-- Begin MATERIAL SUPPLIED --
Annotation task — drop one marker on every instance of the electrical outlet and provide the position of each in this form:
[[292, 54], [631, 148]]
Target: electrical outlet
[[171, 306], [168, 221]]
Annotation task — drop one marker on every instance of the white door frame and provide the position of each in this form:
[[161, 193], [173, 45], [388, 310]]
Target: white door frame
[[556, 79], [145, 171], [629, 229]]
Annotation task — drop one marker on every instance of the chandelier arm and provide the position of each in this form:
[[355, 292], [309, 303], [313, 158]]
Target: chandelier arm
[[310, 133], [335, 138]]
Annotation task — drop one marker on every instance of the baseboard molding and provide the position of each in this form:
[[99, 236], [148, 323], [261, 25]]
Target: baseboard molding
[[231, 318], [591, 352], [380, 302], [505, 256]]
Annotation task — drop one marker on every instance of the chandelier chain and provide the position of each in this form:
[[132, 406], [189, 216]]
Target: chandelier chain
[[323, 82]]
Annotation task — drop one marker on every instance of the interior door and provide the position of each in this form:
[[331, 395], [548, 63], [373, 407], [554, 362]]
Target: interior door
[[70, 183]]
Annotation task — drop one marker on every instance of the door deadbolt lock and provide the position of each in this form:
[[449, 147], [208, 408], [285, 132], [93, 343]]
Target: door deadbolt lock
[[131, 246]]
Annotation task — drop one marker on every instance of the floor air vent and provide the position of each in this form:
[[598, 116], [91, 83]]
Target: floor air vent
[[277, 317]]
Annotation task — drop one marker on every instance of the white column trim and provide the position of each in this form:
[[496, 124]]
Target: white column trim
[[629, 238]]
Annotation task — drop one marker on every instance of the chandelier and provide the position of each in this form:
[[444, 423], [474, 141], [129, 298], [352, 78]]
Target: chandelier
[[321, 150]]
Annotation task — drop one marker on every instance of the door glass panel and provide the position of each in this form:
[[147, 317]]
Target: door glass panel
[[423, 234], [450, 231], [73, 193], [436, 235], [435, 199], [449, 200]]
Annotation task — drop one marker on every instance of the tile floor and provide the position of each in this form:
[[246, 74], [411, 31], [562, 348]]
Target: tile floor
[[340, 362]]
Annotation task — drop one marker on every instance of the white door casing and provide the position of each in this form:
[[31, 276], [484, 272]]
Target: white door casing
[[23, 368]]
-- End MATERIAL SUPPLIED --
Could you copy out, word for word, the listing from the line containing "of the baseboard" up to and including the line containing "[[629, 238]]"?

Annotation task — drop one marker on every instance of the baseboard molding and provide the position of each in this form:
[[99, 236], [148, 323], [261, 25]]
Target: baseboard molding
[[231, 318], [591, 352], [380, 302], [505, 256]]
Annotation task — drop one marker on every instance of the chandelier chain and provide the position of each in this form:
[[132, 406], [189, 216]]
Target: chandelier chain
[[323, 82]]
Annotation task — drop one marker on every instance of the interior door and provide the position of each in this form:
[[331, 395], [548, 63], [373, 407], [554, 362]]
Target: interior door
[[70, 183]]
Annotation task — drop one marker on every instance of the door deadbolt lock and provide the position of each in this form:
[[449, 147], [208, 408], [285, 132], [93, 343]]
Target: door deadbolt lock
[[131, 246]]
Annotation task — drop one marker on every instance of the floor air vent and provide the position of each in this form:
[[598, 116], [91, 83]]
Target: floor air vent
[[277, 317]]
Annotation task — drop one marker on every instance of the white column trim and provide the position of each in this form:
[[496, 124]]
Target: white column trim
[[629, 238]]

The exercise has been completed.